Requirements>
Rescale the listing below from the line containing "Target: rockhopper penguin" through the end, both ends included. Reproduce every line, including the requests, and multiply each x and y coordinate in the answers by 1.6, rounding to whole numbers with halves rounded up.

┌─ Input data

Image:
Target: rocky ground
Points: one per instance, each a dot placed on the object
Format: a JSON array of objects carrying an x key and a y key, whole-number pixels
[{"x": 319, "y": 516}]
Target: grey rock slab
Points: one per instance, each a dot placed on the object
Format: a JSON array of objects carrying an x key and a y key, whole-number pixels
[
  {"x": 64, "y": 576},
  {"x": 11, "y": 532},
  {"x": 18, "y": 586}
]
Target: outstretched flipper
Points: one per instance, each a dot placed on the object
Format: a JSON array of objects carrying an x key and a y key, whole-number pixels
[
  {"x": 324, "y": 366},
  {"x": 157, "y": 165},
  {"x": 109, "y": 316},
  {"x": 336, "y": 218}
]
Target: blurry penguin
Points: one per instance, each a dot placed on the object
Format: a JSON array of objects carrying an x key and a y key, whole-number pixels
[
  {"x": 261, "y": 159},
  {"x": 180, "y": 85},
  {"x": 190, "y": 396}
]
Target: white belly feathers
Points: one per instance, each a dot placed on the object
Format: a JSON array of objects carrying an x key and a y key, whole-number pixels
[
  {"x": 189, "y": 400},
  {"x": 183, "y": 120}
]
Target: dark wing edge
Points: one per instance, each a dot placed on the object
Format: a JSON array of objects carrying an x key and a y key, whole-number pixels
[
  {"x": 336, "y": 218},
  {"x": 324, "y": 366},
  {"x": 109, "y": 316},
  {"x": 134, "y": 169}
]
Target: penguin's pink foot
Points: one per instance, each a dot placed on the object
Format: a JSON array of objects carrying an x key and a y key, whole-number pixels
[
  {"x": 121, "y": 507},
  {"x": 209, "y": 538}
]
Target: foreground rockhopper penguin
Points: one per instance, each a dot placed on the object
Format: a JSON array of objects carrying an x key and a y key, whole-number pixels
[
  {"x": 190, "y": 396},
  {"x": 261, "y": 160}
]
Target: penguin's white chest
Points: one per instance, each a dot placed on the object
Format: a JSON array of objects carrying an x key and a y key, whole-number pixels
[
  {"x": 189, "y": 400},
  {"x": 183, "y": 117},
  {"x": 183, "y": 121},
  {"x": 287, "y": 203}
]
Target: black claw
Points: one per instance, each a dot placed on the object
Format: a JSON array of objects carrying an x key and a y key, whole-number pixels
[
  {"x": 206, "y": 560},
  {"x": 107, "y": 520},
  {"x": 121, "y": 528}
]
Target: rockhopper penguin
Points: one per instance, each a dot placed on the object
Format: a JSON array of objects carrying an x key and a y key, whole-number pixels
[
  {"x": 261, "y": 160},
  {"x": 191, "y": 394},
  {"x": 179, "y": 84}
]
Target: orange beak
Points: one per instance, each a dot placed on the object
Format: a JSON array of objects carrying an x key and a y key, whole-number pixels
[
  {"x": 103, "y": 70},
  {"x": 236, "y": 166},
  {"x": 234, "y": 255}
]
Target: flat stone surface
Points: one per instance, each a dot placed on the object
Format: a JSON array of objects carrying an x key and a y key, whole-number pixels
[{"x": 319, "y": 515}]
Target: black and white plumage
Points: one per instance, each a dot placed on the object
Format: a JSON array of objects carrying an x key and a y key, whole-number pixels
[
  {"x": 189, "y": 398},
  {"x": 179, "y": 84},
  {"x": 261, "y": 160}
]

└─

Written response>
Target: rockhopper penguin
Points: one per instance, each a dot placed on the object
Format: a JSON array of objects carrying an x key and a y key, whole-number pixels
[
  {"x": 418, "y": 256},
  {"x": 306, "y": 630},
  {"x": 286, "y": 134}
]
Target: orange beak
Points: one per instance, each a dot placed on the object
Format: a JSON array of objects carrying an x key and a y key, whole-number pixels
[
  {"x": 165, "y": 112},
  {"x": 378, "y": 266},
  {"x": 374, "y": 408}
]
Target: flat stone surface
Points: one per instance, each a dot placed on the object
Format: a JSON array of objects carrying an x key and a y key, whole-number pixels
[{"x": 510, "y": 824}]
Target: black and white plumage
Points: one per instance, each a dot placed on the object
Format: a JSON array of objects carrying an x key and a y key, whole-number pixels
[
  {"x": 302, "y": 637},
  {"x": 286, "y": 134},
  {"x": 418, "y": 256}
]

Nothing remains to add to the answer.